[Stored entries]
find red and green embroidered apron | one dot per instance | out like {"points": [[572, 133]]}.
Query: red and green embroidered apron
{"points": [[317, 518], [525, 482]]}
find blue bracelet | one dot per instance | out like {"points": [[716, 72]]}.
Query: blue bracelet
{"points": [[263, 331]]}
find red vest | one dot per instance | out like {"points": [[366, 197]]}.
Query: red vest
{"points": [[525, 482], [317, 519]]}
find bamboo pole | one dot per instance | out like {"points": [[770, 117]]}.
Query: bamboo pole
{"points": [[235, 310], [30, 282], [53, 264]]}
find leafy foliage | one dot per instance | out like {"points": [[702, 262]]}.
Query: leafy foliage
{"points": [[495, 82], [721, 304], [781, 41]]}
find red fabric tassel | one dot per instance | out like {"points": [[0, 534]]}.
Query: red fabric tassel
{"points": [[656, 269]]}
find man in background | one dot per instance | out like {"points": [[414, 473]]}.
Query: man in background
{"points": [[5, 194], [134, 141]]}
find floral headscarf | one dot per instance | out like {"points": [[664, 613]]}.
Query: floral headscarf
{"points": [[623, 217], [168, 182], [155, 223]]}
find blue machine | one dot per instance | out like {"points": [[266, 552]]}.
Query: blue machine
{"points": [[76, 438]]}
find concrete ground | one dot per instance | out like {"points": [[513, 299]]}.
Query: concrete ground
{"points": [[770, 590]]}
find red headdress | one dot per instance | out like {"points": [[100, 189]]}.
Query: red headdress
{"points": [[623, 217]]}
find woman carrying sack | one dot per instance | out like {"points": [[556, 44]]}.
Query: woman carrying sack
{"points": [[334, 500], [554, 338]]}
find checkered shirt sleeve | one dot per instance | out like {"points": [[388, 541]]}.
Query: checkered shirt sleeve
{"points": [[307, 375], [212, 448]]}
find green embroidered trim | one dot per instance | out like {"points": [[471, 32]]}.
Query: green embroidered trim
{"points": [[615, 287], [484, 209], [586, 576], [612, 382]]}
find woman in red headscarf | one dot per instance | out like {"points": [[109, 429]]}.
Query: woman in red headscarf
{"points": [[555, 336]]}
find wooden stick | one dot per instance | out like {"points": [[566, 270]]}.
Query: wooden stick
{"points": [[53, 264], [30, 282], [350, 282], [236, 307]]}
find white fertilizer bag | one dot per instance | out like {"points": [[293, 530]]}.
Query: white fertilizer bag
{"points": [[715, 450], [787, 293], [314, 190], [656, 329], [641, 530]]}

▸ SET PROBLEM:
Using the listing above, please repeat every entry exactly.

▸ ANSWER TO THE TASK:
find red and green embroidered apron | one dot per instance | out like {"points": [[572, 133]]}.
Query: red and green embroidered apron
{"points": [[317, 518], [525, 482]]}
find blue bracelet | one dot per instance | out like {"points": [[716, 72]]}.
Query: blue bracelet
{"points": [[263, 331]]}
find red vest | one dot per instance | out like {"points": [[366, 197]]}.
Query: red vest
{"points": [[525, 482], [317, 519]]}
find bamboo pole | one dot per instance | out like {"points": [[770, 117]]}.
Query: bamboo pole
{"points": [[235, 310], [30, 282], [53, 264]]}
find leafy foliage | one dot per instance | out like {"points": [[702, 262]]}.
Query: leafy foliage
{"points": [[495, 82], [721, 304], [781, 41]]}
find red fabric tassel | one dot per instance | out like {"points": [[0, 534]]}.
Query: red fabric tassel
{"points": [[656, 269]]}
find man in background | one dot per instance | out like {"points": [[414, 473]]}.
Query: man in background
{"points": [[5, 194], [134, 141]]}
find floral headscarf | one dot per instance | out like {"points": [[664, 613]]}.
Query: floral headscarf
{"points": [[623, 217], [168, 182], [155, 223]]}
find blue machine | one dot per instance | out like {"points": [[266, 552]]}.
Query: blue machine
{"points": [[76, 438]]}
find concrete ground | one dot per instance | out like {"points": [[513, 299]]}.
Query: concrete ground
{"points": [[770, 590]]}
find red headdress | one dot per instance | out like {"points": [[100, 189]]}.
Query: red headdress
{"points": [[623, 217]]}
find woman carrying sack | one dot per instance | out like {"points": [[556, 44]]}.
Query: woman carrying sack
{"points": [[334, 500], [554, 338]]}
find checkered shirt sleeve | one dot per instance | out like {"points": [[388, 541]]}.
Query: checkered shirt sleeve
{"points": [[307, 375], [212, 448]]}
find green embroidered trim | one dot per instance | out like {"points": [[471, 32]]}.
Query: green embroidered trim
{"points": [[615, 287], [484, 209], [586, 576], [612, 382]]}
find woman in red headscarf | one dot per instance | out like {"points": [[109, 429]]}.
Query: woman in red headscarf
{"points": [[555, 336]]}
find wooden stick | one dot per instance | out like {"points": [[566, 270]]}.
Query: wooden stick
{"points": [[53, 264], [30, 282], [350, 282], [236, 307]]}
find white fertilizer bag | one dot per instance | out like {"points": [[293, 530]]}.
Query: white fertilizer bag
{"points": [[715, 450], [787, 293], [314, 190], [656, 329], [641, 530]]}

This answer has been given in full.